The COVID 19 pandemic has created a surge in “toxic positivity,” which Medical News Today defines as “an obsession with positive thinking. It is the belief that people should put a positive spin on all experiences, even those that are profoundly tragic.”
This way of thinking is incredibly harmful to all age groups, but it is especially hard on college students. We have a lot of expectations on us, and there are rarely times where we are not under some form of stress or worrying about an upcoming deadline. UCLA neuroscience professor Alex Korb said that toxic positivity is likely subconsciously appealing to college students for this reason.
Rosie Finnegan
Opinion Editor
Forcing yourself to be positive 100 percent of the time is ultimately more harmful to your mental health in the long run. For positivity to be helpful and healthy, it needs to have some basis in reality. When you stifle negative emotions that you’re feeling, you only allow them to fester and get worse, and they end up resurfacing eventually.
According to psychologist Susan David, diminishing your negative feelings is a form of gaslighting. You are trying to convince yourself that what you are feeling is not justified, when in reality it is, and you should instead allow yourself to be miserable for a little bit.

[Point-per-instance localization data]
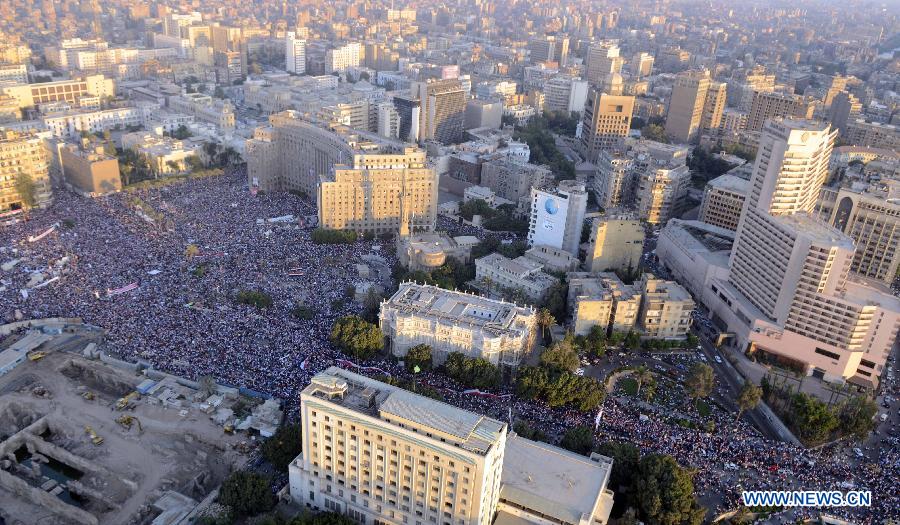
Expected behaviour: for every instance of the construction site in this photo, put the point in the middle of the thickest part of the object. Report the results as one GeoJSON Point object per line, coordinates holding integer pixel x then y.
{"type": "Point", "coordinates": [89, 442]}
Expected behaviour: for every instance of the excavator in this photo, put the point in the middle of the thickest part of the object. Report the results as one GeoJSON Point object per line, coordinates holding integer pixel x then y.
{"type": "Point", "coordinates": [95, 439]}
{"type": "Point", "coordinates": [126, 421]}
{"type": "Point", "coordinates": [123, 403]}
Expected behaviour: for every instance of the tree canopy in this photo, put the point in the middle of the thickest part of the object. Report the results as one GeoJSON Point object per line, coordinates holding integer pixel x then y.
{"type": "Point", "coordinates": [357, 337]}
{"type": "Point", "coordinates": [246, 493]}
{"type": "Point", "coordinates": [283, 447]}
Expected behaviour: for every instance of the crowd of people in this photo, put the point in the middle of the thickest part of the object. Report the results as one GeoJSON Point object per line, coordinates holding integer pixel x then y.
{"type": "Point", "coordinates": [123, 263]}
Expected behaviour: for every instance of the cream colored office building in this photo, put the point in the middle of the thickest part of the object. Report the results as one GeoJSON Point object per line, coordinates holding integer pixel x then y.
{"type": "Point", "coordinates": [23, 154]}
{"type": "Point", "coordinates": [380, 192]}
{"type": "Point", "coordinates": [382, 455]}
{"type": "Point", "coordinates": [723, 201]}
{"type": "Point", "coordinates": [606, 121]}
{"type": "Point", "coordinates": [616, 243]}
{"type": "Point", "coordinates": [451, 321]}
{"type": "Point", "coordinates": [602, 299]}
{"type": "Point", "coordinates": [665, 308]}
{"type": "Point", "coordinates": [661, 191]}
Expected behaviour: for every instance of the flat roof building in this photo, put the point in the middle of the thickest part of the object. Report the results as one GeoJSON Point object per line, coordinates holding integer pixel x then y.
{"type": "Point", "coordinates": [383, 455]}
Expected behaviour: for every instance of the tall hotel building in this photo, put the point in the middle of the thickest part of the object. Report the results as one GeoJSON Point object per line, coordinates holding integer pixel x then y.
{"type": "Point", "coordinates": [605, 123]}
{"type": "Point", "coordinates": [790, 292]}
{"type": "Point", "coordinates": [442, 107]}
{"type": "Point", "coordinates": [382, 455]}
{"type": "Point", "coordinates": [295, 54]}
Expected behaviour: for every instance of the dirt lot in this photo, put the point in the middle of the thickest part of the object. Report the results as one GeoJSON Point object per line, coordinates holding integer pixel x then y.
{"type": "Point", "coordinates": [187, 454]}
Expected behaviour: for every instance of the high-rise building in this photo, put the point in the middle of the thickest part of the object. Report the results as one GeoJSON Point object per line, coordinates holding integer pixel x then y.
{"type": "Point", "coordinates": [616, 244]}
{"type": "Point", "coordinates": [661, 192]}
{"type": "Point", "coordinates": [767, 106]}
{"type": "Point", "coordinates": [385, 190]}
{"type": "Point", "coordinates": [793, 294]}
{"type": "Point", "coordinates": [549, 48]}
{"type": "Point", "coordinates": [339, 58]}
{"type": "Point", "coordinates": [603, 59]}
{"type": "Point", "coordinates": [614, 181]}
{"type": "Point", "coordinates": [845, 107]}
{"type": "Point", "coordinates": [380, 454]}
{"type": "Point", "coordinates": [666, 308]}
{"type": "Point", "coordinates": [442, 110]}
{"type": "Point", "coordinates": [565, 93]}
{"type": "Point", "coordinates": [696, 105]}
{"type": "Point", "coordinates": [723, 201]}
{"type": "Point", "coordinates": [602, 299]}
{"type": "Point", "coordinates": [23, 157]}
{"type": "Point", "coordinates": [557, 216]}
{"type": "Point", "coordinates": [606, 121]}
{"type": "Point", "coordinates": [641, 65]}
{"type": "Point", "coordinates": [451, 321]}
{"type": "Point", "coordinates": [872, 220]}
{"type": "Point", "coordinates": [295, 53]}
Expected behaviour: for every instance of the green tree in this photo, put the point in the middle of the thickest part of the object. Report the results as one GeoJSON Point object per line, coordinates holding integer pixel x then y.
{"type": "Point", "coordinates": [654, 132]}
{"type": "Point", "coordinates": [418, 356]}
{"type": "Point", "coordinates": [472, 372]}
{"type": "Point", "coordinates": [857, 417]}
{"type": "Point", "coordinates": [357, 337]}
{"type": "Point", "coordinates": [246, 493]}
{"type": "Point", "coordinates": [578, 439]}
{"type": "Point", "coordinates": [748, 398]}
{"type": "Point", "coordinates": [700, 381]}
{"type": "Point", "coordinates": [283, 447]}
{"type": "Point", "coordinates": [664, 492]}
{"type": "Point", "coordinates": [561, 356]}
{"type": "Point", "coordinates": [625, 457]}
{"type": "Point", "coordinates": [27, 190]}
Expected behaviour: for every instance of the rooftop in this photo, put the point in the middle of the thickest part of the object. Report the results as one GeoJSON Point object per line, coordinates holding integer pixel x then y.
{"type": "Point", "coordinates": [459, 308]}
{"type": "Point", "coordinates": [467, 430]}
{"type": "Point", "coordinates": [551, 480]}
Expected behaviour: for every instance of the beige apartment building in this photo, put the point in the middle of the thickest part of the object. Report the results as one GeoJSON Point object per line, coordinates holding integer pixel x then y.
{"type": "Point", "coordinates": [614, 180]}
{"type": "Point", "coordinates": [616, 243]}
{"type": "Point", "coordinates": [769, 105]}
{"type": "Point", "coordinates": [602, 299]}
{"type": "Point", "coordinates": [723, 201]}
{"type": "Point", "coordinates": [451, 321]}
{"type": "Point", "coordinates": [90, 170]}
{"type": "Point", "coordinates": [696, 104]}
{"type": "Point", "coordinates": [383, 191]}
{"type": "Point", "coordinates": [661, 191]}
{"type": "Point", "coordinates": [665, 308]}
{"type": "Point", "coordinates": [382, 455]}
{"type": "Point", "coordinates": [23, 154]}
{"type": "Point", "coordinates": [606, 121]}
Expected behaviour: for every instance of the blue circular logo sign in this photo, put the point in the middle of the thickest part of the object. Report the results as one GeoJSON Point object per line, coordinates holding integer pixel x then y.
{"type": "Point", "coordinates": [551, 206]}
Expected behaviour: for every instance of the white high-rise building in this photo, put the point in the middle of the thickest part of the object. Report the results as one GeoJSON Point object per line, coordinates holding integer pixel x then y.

## EXERCISE BRIEF
Write the next part of the opinion piece on toxic positivity among college students, starting after its final sentence.

## EXERCISE RESULT
The same goes for others that you interact with. If you are ever venting to someone and they try to give unwanted advice such as, “It could be worse!” or maybe, “At least you didn’t completely fail the test!” stand up for yourself and explain that you do not need to be told your emotions are not valid, and that you were instead just looking to complain, which is completely okay!
If you feel sad on a rainy day, or you are really nervous for an upcoming exam, allow yourself to experience those emotions fully.
To avoid toxic positivity, you can speak to trusted people, such as friends or even a therapist. You can also work on naming negative emotions and becoming comfortable with them instead of trying to avoid them.
Overall, the important thing is to not push yourself to your limit. You deserve to have off days, and trying to constantly be the “perfect” version of yourself will most likely end up hurting more than helping.